DATA EXTRACTS
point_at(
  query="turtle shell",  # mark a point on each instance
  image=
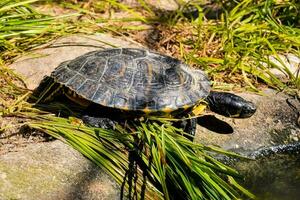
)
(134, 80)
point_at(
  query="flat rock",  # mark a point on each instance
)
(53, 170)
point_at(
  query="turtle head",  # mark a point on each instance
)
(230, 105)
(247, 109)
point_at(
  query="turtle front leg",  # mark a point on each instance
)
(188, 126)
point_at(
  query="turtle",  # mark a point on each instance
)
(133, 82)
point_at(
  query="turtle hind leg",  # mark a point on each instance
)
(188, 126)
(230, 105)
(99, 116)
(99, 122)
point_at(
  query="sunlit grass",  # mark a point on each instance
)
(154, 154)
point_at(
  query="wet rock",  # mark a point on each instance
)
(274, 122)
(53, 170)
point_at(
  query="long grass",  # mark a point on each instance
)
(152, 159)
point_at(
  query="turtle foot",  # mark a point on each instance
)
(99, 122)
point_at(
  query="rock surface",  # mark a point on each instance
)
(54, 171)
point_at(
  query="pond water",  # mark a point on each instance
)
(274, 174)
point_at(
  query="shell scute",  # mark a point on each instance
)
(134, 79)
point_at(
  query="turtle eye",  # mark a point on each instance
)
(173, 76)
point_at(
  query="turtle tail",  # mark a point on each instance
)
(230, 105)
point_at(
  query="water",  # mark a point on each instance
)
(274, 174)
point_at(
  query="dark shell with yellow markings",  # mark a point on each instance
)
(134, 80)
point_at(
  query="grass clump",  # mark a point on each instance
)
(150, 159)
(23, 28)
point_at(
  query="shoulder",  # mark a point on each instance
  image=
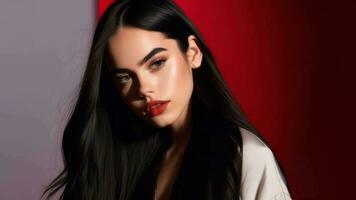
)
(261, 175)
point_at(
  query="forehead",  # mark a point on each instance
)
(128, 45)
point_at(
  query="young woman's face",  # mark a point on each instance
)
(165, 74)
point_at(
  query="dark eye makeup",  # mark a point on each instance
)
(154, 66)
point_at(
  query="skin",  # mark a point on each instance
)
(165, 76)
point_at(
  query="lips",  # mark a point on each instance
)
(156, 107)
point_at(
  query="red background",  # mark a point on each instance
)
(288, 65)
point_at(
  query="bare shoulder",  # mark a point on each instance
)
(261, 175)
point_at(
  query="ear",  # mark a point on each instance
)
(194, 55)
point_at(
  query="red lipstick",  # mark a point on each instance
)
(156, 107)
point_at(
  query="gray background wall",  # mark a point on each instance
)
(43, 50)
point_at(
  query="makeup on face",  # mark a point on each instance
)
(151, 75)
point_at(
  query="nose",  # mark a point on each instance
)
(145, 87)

==

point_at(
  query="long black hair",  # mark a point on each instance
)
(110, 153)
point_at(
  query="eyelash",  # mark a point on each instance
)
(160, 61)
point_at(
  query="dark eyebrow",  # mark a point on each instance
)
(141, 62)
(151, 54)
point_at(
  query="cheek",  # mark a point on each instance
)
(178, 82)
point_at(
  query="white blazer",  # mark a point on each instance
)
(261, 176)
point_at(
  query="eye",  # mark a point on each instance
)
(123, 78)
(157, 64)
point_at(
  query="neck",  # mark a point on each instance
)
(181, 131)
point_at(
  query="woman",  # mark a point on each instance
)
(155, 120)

* * *

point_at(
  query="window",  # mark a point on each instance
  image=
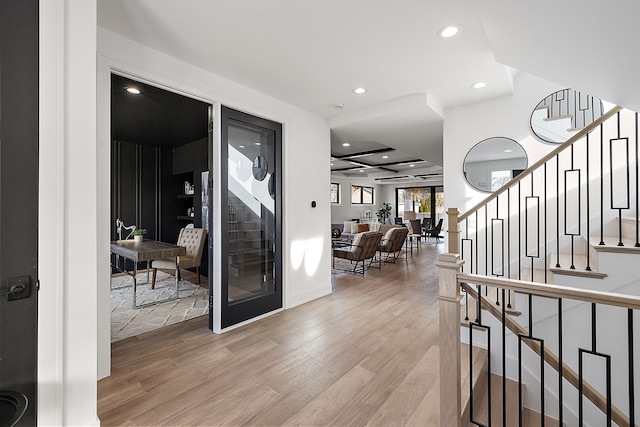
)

PROBLEM TO WORK ON
Look through the data above. Copy every line with the string "water" in it.

OUTPUT FOR THIS TASK
  query="pond water",  # mark a point on each instance
  query="water",  # mark a point on each instance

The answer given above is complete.